The Drummond Castle Gardens in Perthsire, Scotland were abuzz with the sound of bagpipes yesterday, serenely setting the tone for the unveiling of Dior Cruise 2025 collection. There in the lush terraced grounds, Maria Grazia Chuiri’s latest line unfolded as a visual journey that recalled Monsieur Dior’s Spring/Summer 1955 presentation, seen in the same town, but in the ballroom of the Gleneagles Hotel about eight miles south.
Details of Dior Cruise 2025
For Cruise 2025, memories and inspirations from yesteryears were sparked, paying homage to Dior’s Scottish creations that were forever tied to its culture. The country’s undeniable charm permeated every detail in garments, accessories, and collaborations. For starters, the show began with one woman adorned in a long red dress descending the castle’s footsteps playing a handheld bagpipe.

### Records provided
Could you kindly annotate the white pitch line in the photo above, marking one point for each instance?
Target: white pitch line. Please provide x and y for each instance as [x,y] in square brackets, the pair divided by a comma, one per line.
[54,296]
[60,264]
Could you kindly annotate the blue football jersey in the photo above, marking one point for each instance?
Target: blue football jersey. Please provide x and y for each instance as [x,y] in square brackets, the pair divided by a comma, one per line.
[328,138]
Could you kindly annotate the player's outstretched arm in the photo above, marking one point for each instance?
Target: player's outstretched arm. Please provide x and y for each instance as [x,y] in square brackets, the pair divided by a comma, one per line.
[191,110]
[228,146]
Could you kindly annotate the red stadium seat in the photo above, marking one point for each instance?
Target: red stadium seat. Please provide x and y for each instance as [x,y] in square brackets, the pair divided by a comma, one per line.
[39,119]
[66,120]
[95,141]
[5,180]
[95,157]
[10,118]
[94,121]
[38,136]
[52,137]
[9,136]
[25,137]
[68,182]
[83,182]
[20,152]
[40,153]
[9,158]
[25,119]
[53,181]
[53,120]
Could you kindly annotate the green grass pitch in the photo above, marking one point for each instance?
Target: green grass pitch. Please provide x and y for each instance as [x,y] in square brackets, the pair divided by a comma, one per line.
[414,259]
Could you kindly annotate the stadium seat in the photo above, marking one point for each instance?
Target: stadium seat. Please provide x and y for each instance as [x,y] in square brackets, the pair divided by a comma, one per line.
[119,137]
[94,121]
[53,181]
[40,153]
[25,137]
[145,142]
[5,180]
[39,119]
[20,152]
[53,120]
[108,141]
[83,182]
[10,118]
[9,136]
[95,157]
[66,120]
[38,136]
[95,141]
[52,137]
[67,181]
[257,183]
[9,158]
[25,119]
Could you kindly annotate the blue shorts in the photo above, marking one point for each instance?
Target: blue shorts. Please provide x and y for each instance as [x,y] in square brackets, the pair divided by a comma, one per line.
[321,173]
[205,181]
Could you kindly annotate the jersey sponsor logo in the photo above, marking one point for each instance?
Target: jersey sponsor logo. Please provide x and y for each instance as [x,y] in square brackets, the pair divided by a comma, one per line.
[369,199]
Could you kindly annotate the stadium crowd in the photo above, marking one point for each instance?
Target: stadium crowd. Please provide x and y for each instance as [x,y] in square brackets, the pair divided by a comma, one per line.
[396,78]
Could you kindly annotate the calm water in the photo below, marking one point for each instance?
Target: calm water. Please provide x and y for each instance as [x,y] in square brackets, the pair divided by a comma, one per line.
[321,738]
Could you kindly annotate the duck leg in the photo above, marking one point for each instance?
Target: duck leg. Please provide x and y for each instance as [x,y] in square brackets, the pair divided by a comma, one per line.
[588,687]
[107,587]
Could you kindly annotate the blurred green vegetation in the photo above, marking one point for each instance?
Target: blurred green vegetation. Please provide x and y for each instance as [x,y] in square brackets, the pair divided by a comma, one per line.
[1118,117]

### Prompt 1
Summarize the article on the Dior Cruise 2025 show in two sentences.
### Prompt 2
Extend the article on the Dior Cruise 2025 show, picking up right after its final sentence.
The lines play no part in the tasks that come after them.

### Task response 1
Dior unveiled its Cruise 2025 collection in the terraced grounds of the Drummond Castle Gardens to the sound of bagpipes, in a show that recalled Monsieur Dior's Spring/Summer 1955 presentation at the Gleneagles Hotel about eight miles south. The collection paid homage to Dior's Scottish creations, with the country's charm running through its garments, accessories and collaborations, and the show opened with a woman in a long red dress descending the castle's steps while playing a handheld bagpipe.

### Task response 2
Trailing behind her was a cast of models dressed in Chiuri’s latest looks that blended textures, contemporary cuts, and irresistible embroidery. Merging the past and the present, the exaggerated and the understated, skirts under dresses joined lace collars, tight busts, and pieces gorgeously adorned with pearls.

Merging Fashion History and Culture
The brand’s iconic Bar jacket was imagined in black velvet with Brandenburg buttons, and the country’s prized kilts were designed in collaboration with the emerging British designer Samantha McCoach of Le Kilt. Special for Cruise 2025, as well, were photographs from Dior’s Spring/Summer 1955 show reimagined as prints and reworked as appliques on the edges of kilts and peacoats. “It’s probably the only fancy fabric that resists fashions,” Christian Dior wrote about the historic kilt’s DNA in The Little Dictionary of Fashion2.


Maria Grazia Chiuri’s Collaborations
For Cruise 2025, Chiuri’s emphasis on fabric and collaboration expanded to include several more partnerships, engaging local craftspeople and their traditions and techniques. Inspired by Scotland, those included Harris Tweed to create woolen fabrics that reflect the colors of the island’s natural elements; Johnstons of Elgin for tweed knitwear made from their mill yarns in Hawick; Esk Cashmere, whose materials are based on the Eastern shore of the River Annan; and Robert Mackie, which began manufacturing traditional ceremonial headwear worn by Scottish regiments, widely used today by pipe bands, from the mid-19th century.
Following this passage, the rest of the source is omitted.